**** TRECHO PARA LEITURA
Ora, não é razoável acusar o eleitorado pelo resultado das eleições, porque o voto não é uma escolha de livre-arbítrio do eleitor, mas, sim, uma opção limitada por uma agenda que lhe é imposta pelo sistema eleitoral, pelo sistema partidário que dele decorre e pelas cúpulas partidárias, pressionadas mais pelos interesses da classe dirigente do que pelo clamor popular. A liberdade política do cidadão brasileiro pode ser considerada uma liberdade condicionada.

O voto popular limita-se a responder a uma agenda compulsória, construída de cima para baixo, não é uma livre escolha. A pesquisa sobre comportamento eleitoral tem foco na descrição estatística, ou na interpretação “qualitativa” de variáveis presentes nas respostas dos eleitores, mas nada ensina sobre o processo político que criou o leque de escolhas que lhe são impostas. É como um experimento em que se consideram as respostas, ignorando inteiramente os estímulos que lhes deram origem.

Parte-se sempre do perfil do eleitor, pressupondo que o povo é o único fator que determina o resultado das urnas. O processo eleitoral envolve, porém, uma interação complexa entre dimensões mais ou menos independentes entre si. Entre outras, elas incluem variáveis relativas à história política, à percepção desse contexto político pelos atores envolvidos e atitudes, expectativas e reações que daí resultam, diante das candidaturas em jogo.
********
**** AMOSTRA DE DADOS
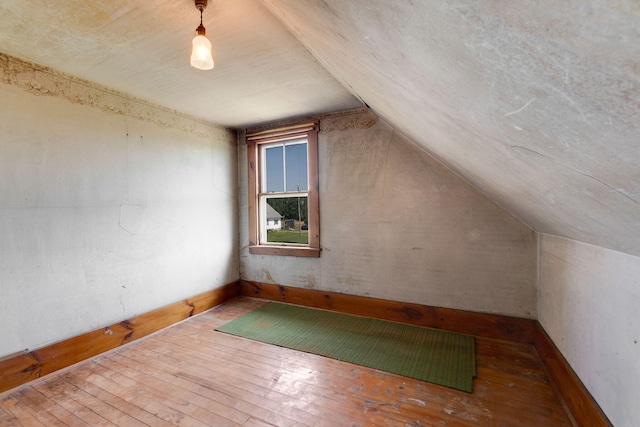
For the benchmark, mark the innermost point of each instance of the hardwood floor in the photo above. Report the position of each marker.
(190, 375)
********
# [OBJETIVO DO EXERCÍCIO]
Segundo o trecho para leitura, como pode ser considerada a liberdade política do cidadão brasileiro? Responda em poucas palavras, por favor. Os dados foram tirados de outra fonte.

# [RESPOSTA CORRETA]
Pode ser considerada uma liberdade condicionada.